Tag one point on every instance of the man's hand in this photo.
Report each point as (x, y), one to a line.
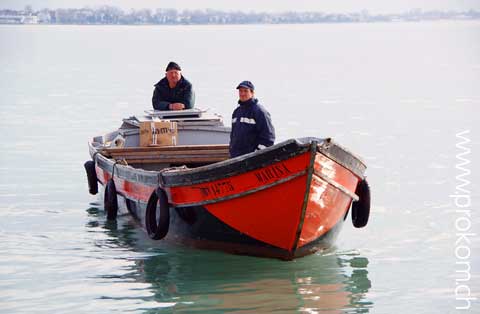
(176, 106)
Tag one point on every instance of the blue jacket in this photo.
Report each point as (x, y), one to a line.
(252, 128)
(163, 95)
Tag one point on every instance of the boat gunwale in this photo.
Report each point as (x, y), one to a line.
(216, 171)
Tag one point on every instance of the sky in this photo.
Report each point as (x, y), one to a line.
(373, 6)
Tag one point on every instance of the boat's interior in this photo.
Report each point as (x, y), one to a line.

+ + + + + + +

Work to be completed →
Go through the data above and copy each line in which "boat" appears.

Output of the task →
Tag one point on every instance of the boat gunwale in this photo.
Tag one point on every instance of the boat's interior in this photo.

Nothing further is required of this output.